STATED TASK A
In the forum thread on digital TV, what does keeping the signal digital all the way make a lot simpler?

....................

I especially hate when I'm watching sports and and something goes sideways with the digital transmission--suddenly I'm watching a blocky slideshow. Bleah.

What I really don't like are gigantic TVs which are so sharp that the compression artifacts are highly noticeable in the image.

On the other hand, a good strong and high-quality digital image is simply stunning.


Just my $0.02 CDN,

Torben
 

crutschow

Well-Known Member
Most Helpful Member
Another advantage of digital is the ability to readily store the signal digitally on a hard drive without having to convert from analog to digital to store it and then back to analog to replay. It stays digital all the way and thus makes DVRs a lot simpler.
 

Torben

Well-Known Member
Another advantage of digital is the ability to readily store the signal digitally on a hard drive without having to convert from analog to digital to store it and then back to analog to replay. It stays digital all the way and thus makes DVRs a lot simpler.

....................

STATED TASK B
Show every line of the records that contains the string "wheel". Case counts.

INFORMATION SUPPLIED
....................

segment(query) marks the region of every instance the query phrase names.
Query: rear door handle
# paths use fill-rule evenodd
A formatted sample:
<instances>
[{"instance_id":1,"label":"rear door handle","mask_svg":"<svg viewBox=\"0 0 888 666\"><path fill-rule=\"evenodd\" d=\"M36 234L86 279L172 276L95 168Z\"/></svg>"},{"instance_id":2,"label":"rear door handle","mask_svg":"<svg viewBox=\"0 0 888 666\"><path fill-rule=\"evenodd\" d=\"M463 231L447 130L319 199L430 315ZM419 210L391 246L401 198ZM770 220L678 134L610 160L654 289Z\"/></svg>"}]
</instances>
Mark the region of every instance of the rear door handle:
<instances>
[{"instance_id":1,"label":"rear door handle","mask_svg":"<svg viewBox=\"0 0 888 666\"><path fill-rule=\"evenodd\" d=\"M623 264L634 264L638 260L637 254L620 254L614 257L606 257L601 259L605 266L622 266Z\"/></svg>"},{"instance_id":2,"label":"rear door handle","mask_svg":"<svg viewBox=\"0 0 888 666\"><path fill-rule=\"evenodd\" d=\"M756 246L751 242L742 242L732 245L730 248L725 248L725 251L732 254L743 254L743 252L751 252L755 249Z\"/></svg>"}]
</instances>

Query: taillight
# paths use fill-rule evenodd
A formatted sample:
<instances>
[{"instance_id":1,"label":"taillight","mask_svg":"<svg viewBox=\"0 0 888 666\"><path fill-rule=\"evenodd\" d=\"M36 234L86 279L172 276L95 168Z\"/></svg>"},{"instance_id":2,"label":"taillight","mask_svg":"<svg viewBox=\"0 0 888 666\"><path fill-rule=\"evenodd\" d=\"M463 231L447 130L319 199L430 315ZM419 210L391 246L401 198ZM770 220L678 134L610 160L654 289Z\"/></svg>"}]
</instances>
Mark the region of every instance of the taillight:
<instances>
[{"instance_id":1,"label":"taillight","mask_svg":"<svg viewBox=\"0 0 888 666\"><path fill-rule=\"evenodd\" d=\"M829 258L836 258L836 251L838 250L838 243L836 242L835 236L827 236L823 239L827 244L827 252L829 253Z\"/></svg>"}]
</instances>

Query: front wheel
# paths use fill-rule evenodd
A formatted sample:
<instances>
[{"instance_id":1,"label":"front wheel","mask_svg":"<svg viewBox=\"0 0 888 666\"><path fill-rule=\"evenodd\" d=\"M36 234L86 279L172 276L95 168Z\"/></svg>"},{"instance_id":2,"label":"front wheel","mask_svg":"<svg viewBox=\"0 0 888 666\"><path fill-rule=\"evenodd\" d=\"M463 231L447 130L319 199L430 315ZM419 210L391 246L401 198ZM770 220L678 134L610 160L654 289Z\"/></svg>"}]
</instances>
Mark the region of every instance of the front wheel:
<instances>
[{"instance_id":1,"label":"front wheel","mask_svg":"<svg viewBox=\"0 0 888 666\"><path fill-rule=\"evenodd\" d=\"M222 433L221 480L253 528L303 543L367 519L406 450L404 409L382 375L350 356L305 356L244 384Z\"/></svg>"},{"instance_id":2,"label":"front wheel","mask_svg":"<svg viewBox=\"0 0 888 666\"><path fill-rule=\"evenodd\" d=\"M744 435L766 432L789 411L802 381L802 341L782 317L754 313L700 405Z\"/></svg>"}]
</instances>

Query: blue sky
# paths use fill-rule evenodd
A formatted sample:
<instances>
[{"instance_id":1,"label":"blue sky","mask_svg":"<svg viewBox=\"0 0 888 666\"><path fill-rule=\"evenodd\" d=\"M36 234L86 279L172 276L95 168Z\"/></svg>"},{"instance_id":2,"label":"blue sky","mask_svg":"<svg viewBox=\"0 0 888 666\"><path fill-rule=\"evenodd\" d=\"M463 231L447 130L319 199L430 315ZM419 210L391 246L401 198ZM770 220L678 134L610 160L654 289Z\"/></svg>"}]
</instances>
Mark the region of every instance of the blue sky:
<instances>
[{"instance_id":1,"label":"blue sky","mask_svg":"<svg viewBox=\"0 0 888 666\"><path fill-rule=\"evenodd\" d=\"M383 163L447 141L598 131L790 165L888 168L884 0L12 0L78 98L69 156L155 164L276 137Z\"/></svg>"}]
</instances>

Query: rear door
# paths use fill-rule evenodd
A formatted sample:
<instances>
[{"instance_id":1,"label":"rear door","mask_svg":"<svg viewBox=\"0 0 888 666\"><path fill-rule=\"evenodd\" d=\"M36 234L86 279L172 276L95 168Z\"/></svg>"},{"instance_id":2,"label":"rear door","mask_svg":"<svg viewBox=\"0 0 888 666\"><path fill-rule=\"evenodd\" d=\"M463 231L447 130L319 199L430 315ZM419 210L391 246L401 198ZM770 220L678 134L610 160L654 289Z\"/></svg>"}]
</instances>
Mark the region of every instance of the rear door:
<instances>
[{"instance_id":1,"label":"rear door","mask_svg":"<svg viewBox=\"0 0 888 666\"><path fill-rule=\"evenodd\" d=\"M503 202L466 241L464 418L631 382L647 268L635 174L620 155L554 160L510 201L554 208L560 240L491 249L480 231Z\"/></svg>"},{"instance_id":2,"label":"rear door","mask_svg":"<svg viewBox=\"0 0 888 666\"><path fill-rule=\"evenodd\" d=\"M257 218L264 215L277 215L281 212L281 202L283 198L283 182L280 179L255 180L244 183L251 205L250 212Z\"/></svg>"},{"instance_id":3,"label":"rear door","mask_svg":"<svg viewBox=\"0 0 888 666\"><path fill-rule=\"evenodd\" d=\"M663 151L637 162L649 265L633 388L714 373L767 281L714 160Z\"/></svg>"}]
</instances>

....................

FINAL RESULT A
DVRs.

FINAL RESULT B
Query: front wheel
[{"instance_id":1,"label":"front wheel","mask_svg":"<svg viewBox=\"0 0 888 666\"><path fill-rule=\"evenodd\" d=\"M36 234L86 279L172 276L95 168Z\"/></svg>"},{"instance_id":2,"label":"front wheel","mask_svg":"<svg viewBox=\"0 0 888 666\"><path fill-rule=\"evenodd\" d=\"M463 231L447 130L319 199L430 315ZM419 210L391 246L401 198ZM770 220L678 134L610 160L654 289Z\"/></svg>"}]
Mark the region of every instance of the front wheel:
[{"instance_id":1,"label":"front wheel","mask_svg":"<svg viewBox=\"0 0 888 666\"><path fill-rule=\"evenodd\" d=\"M222 433L221 480L253 528L303 543L367 519L406 450L404 409L382 375L350 356L305 356L244 384Z\"/></svg>"},{"instance_id":2,"label":"front wheel","mask_svg":"<svg viewBox=\"0 0 888 666\"><path fill-rule=\"evenodd\" d=\"M744 435L766 432L789 411L802 381L802 341L782 317L754 313L700 405Z\"/></svg>"}]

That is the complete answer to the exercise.